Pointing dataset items
______

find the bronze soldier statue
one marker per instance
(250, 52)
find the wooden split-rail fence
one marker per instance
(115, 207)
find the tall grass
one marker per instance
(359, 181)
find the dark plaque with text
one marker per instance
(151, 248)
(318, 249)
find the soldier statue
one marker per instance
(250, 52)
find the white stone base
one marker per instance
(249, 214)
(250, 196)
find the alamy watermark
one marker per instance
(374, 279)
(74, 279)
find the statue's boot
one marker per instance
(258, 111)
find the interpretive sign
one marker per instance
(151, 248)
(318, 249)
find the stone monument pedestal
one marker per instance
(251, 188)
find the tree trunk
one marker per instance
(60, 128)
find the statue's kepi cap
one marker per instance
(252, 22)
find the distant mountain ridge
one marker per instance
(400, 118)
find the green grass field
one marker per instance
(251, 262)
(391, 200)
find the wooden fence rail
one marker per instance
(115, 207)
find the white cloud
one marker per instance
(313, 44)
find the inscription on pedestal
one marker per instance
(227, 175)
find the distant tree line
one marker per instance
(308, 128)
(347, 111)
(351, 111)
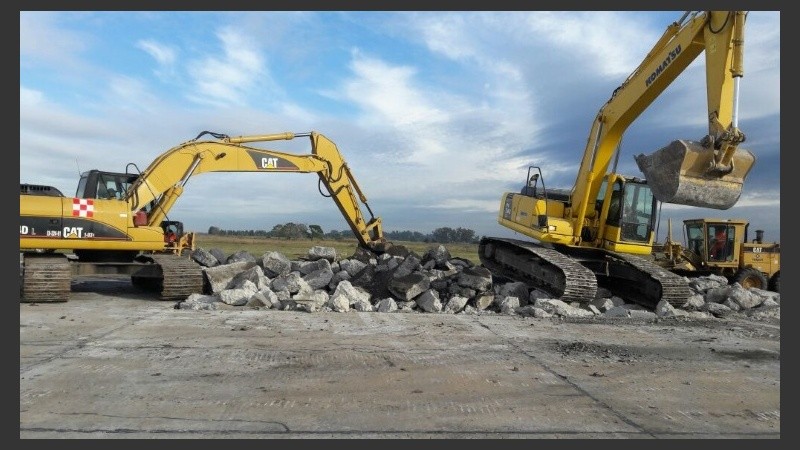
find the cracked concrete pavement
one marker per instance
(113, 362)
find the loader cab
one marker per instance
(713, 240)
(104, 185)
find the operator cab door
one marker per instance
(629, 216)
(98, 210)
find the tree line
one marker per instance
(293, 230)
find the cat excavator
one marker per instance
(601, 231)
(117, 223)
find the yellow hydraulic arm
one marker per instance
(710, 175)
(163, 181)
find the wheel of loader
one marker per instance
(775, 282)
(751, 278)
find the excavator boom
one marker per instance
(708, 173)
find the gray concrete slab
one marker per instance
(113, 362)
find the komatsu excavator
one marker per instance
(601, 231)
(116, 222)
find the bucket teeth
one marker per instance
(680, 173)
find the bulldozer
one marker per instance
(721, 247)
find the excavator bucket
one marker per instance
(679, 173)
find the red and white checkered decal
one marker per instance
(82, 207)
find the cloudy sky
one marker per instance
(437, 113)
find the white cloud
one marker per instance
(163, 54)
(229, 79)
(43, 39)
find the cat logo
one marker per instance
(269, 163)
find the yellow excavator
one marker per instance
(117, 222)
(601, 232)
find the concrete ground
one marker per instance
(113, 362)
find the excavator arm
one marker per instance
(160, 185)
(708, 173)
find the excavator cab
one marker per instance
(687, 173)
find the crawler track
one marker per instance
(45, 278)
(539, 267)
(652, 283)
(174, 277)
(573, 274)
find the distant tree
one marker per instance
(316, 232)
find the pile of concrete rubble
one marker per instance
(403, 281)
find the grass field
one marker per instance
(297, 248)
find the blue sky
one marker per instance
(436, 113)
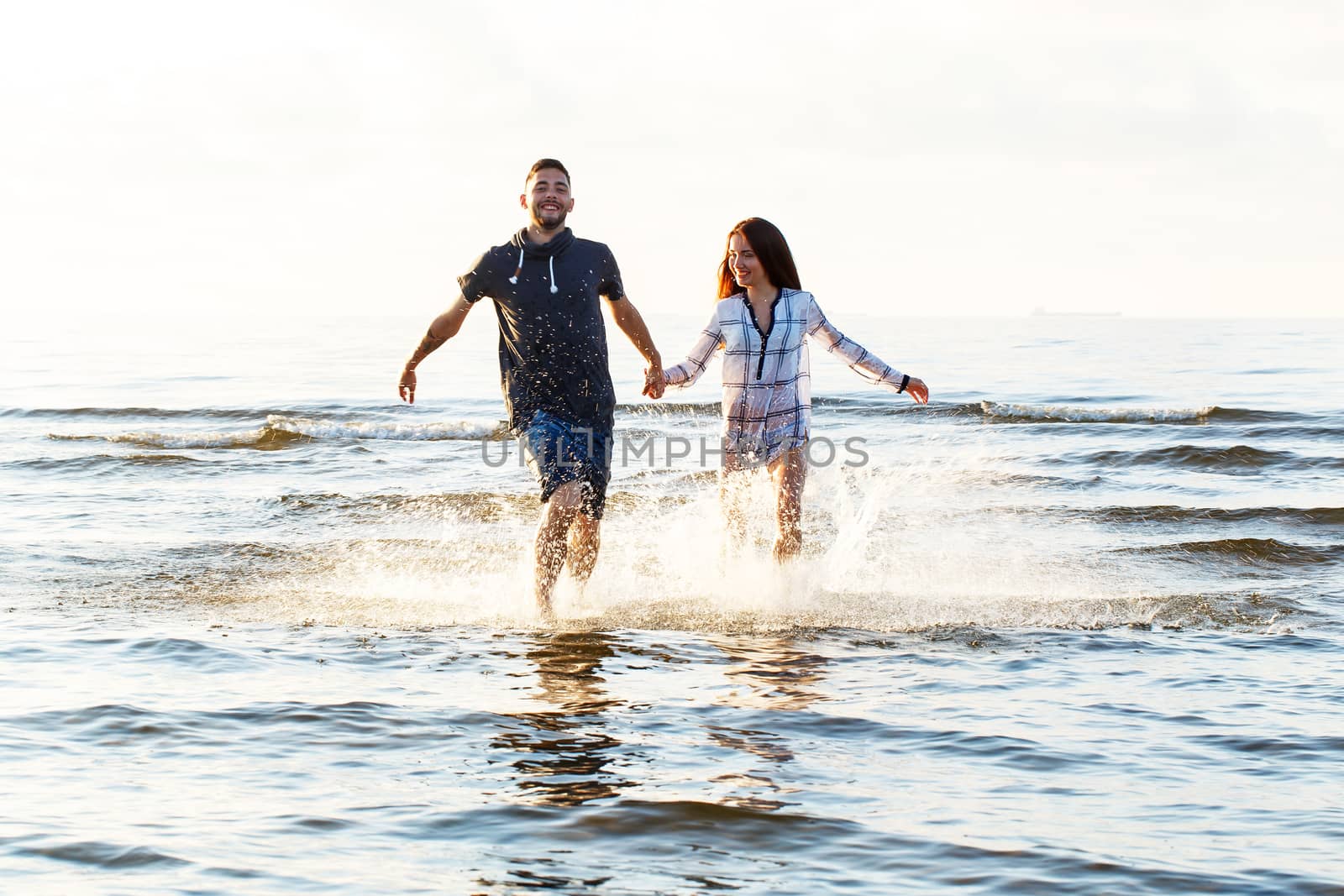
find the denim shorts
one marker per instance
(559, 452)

______

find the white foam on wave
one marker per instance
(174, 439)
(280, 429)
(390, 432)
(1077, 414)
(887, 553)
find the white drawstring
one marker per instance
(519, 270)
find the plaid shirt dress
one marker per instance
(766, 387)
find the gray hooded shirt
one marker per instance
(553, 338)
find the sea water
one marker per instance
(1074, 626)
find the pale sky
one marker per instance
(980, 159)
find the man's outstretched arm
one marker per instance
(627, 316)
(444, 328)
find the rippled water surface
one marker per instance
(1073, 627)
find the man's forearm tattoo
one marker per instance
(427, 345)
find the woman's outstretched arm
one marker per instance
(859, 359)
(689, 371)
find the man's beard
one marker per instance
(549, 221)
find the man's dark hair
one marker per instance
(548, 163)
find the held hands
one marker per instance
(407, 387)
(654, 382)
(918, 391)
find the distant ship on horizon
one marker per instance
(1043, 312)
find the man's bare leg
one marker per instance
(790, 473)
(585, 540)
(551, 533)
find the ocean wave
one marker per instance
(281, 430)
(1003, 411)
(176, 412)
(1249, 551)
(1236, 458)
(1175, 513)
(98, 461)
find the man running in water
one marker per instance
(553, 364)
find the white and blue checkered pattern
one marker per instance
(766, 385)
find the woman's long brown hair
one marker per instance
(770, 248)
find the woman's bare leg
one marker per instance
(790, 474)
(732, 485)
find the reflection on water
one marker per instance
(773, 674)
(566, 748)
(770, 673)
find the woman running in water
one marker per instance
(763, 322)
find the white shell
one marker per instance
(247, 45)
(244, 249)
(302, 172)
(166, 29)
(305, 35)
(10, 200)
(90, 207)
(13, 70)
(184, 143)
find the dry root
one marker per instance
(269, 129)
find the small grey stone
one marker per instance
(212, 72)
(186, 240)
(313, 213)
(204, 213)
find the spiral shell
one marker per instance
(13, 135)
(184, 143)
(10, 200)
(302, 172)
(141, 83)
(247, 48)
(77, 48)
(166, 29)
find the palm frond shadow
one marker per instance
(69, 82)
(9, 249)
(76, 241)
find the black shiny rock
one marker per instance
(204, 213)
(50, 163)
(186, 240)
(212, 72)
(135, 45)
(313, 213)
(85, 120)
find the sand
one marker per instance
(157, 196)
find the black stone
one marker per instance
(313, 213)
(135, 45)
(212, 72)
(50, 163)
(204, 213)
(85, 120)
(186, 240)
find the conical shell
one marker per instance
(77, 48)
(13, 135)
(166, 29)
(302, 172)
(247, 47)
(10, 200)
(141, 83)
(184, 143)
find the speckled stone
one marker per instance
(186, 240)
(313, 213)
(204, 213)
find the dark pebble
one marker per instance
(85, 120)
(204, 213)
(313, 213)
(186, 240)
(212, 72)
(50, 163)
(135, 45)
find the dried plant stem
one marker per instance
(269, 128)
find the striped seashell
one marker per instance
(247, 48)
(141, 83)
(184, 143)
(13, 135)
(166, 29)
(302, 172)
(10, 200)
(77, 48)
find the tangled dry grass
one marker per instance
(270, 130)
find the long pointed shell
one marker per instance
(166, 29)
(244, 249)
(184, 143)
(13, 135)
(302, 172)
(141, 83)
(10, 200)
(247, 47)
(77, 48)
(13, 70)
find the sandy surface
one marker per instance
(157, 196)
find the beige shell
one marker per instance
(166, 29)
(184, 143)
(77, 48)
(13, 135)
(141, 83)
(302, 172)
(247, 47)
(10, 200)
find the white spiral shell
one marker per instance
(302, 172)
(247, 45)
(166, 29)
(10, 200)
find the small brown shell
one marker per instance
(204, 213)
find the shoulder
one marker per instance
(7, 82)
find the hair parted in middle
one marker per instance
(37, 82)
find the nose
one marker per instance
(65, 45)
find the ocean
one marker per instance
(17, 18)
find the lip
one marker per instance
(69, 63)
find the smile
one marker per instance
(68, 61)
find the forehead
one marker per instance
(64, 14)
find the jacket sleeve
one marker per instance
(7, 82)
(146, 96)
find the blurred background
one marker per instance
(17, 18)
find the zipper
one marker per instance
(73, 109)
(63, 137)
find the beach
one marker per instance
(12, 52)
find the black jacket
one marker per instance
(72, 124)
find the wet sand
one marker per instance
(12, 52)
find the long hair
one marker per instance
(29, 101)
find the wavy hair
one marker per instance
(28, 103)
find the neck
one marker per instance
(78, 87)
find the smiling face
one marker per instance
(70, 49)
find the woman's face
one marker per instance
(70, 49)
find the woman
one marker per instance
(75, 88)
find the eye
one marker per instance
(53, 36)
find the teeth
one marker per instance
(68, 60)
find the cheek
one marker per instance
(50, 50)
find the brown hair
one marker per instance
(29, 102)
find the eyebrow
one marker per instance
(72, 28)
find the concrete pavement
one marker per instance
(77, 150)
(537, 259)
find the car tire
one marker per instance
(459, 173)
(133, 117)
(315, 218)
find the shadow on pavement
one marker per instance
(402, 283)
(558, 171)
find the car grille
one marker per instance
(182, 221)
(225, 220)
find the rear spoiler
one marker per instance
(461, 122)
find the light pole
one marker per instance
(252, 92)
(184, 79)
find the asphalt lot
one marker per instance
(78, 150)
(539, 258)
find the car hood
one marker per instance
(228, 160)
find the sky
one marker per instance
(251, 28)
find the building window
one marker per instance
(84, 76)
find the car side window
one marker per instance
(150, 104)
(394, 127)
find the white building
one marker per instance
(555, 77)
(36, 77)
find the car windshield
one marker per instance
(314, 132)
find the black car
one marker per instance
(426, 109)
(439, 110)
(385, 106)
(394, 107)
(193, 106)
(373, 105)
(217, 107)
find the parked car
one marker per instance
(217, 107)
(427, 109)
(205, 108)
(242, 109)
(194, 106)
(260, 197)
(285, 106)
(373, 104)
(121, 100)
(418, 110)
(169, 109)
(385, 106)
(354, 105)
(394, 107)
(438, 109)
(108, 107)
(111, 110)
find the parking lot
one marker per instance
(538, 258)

______

Which lines of the items above contain the string "hair"? Pull out each of them, treating uppercase and lowercase letters as different.

Result
find the man's dark hair
find the woman's long brown hair
find the hair parted in middle
find the long hair
find the wavy hair
find the brown hair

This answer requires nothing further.